## 出題
神福寺の紹介文のうち「山口県山口市八幡馬場の神福寺とは?」から始まり「国指定重要文化財となっている「木造十一面観音立像」が有名です。」で終わる部分を、一字も変えずに返してください。

山口県山口市八幡馬場の神福寺とは?
神福寺は山口市内にある真言宗寺院です。大内弘盛によって建立されたといわれています。元々は神光寺といい、仁壁神社、祇園社(現在の八坂神社)、今八幡宮の別当職をつとめるなどたいへん由緒ある大寺院でした。それゆえに、足利義稙が大内義興を頼って周防に下向してきた際には、将軍の宿所となったほどです。
大内氏、その後の毛利氏にも篤く信仰されてきましたが、明治維新後はそれらの保護を失って一時期衰頽していました。大内氏末期の政変、毛利氏時代の大内輝弘の乱などの戦渦にも遭っていますし、当時の大伽藍は失われています。
国指定重要文化財となっている「木造十一面観音立像」が有名です。
神福寺・基本情報
住所 〒753-0092 山口市八幡馬場 813
最寄り駅 山口駅
山号・寺号・本尊 西高野山・神福寺・五智如来
宗派 真言宗
神福寺・歴史
『山口県寺院沿革史』にはおよそつぎのようなことが書かれています。
「そもそもこの寺院はもと神宮寺といい、今からおよそ 750 年あまり前、大内弘盛卿が建立し、宮野村式内社仁壁神社の社坊だった。十四代・大内弘宗公の時に再建されて日輪山神光寺と名を改められた。開山には畏れ多くも、高倉天皇第三皇子・舜譽宥玄大僧正をお招きした。
十七代・大内弘世公が応安二年、祇園社を山口に勧請すると、その別当職を命じられた。二十四代・政弘公が今八幡宮を建立し、その別当職を命じられる。大内氏代々に崇敬されたゆえ、大伽藍であったから、明応九年に足利義稙卿が山口に逃れて来た時は、この寺院を館にあてたという。
脇坊として、無動、平等という二院があったという。もとの寺地は現在の八幡宮山の左側にあったが天文、永禄の二度兵火にかかり、そのご再建された。宝暦五年八月二十四日夜の大風で倒壊して現在地に移った。明治初年改正の際、上宇野令村長山平蓮寺が廃寺となったのを合併し、寺号を神蓮寺と改めた。
古くから大内、毛利家の信仰が厚く、仁壁、祗園、八幡三社の別当職をつとめ、寺領も広々として寺内に七房を築いていた。三輪社祭礼には、いわゆる「七度半の使(丁重な使いを出して迎え入れること)」を受け、上輿で神輿に供奉したことは広く知れ渡っている。由緒ある名刹として、大内氏および毛利氏から送られた寺領等にかかわる古文書・古記録等を所蔵していたが、兵火にかかってことごとく焼失してしまい、詳細を知ることは難しい。

物体の指し示しに関するデータセットの抜粋:

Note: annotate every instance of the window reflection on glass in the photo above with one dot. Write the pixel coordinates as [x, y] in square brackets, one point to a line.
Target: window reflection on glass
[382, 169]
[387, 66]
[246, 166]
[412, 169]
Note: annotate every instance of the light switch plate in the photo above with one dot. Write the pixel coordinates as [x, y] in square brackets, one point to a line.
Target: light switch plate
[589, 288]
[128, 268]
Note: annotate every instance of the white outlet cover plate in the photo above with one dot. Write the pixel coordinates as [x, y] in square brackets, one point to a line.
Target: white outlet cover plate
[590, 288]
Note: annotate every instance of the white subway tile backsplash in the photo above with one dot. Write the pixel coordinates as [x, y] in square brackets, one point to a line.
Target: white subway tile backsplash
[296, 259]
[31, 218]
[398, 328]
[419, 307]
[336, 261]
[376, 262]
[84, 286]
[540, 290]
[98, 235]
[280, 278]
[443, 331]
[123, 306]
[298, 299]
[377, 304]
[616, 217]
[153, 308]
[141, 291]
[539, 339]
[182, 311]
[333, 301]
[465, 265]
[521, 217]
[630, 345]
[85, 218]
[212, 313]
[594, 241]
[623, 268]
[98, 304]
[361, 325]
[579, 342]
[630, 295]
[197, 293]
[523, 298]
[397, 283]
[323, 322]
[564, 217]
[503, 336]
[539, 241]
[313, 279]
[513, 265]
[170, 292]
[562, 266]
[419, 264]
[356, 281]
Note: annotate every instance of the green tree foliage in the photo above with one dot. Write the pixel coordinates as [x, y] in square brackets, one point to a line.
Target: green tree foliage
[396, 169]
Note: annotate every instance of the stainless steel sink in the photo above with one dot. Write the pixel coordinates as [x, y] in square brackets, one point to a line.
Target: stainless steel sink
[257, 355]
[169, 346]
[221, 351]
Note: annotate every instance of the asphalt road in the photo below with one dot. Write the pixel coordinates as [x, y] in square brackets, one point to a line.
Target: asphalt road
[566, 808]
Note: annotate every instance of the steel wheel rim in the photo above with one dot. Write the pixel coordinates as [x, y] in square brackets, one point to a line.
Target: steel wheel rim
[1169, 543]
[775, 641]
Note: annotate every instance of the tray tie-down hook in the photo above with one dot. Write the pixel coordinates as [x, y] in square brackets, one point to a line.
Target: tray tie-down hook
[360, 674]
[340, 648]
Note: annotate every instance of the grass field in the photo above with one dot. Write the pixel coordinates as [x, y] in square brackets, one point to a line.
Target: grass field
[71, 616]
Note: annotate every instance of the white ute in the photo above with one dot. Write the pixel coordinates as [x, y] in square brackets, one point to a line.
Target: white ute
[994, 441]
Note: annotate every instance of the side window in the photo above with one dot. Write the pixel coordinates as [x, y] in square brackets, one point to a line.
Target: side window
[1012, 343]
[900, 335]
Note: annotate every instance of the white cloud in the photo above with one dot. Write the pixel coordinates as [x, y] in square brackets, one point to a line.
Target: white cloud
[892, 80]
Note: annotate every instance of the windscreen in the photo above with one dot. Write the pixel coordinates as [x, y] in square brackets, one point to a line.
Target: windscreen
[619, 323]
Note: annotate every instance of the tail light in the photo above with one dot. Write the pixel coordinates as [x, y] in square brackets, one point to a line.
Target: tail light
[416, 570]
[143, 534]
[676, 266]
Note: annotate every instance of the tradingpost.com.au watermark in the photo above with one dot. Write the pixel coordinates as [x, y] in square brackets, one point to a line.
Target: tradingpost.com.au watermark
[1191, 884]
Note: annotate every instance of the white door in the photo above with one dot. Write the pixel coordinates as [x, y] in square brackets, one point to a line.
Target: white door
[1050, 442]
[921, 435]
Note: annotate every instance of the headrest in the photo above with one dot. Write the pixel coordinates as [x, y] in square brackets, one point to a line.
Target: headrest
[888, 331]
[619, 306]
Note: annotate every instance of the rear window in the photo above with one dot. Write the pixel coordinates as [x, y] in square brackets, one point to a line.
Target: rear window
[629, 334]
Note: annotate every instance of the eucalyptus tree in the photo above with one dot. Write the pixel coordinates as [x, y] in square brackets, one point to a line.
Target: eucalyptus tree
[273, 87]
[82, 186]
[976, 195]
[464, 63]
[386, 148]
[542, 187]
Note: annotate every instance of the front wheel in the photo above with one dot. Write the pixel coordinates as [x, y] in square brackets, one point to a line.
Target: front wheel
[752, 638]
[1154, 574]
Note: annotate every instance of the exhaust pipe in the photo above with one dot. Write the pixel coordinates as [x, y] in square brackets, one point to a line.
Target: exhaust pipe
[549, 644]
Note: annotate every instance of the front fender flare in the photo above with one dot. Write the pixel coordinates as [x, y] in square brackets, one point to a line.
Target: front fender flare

## 課題の出力
山口県山口市八幡馬場の神福寺とは?
神福寺は山口市内にある真言宗寺院です。大内弘盛によって建立されたといわれています。元々は神光寺といい、仁壁神社、祇園社(現在の八坂神社)、今八幡宮の別当職をつとめるなどたいへん由緒ある大寺院でした。それゆえに、足利義稙が大内義興を頼って周防に下向してきた際には、将軍の宿所となったほどです。
大内氏、その後の毛利氏にも篤く信仰されてきましたが、明治維新後はそれらの保護を失って一時期衰頽していました。大内氏末期の政変、毛利氏時代の大内輝弘の乱などの戦渦にも遭っていますし、当時の大伽藍は失われています。
国指定重要文化財となっている「木造十一面観音立像」が有名です。